Data excerpts
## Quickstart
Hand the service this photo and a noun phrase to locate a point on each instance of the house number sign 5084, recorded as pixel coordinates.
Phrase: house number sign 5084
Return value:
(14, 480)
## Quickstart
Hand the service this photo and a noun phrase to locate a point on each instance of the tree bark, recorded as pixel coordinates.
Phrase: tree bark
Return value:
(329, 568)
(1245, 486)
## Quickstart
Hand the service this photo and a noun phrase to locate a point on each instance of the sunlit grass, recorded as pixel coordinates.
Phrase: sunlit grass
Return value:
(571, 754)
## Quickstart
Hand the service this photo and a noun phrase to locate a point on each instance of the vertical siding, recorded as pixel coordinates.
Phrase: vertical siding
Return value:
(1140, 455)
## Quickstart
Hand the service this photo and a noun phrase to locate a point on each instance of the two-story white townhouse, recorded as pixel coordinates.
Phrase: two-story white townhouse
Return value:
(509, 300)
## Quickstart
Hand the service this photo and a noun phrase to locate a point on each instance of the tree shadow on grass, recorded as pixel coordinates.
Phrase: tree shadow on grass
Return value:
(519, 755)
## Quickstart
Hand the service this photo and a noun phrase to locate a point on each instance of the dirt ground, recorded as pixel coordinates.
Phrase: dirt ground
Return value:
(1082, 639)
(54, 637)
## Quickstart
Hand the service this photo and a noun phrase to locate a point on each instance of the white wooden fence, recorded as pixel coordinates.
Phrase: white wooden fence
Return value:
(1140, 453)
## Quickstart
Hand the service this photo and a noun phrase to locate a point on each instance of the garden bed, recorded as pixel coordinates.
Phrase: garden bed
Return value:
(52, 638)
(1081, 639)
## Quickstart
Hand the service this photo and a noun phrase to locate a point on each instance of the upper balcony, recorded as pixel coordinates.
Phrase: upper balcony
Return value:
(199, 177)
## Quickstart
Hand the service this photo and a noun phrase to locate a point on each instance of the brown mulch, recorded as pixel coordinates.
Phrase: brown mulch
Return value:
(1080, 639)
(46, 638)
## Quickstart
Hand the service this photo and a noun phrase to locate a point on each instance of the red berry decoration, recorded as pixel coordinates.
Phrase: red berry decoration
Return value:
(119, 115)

_What the task requires_. Go through the data and show every line where "brown" occurs.

_Response below_.
Hand the service this photo and a noun phrase to locate a point on each instance of the brown mulch, recorded as pixel coordinates.
Phrase: brown mulch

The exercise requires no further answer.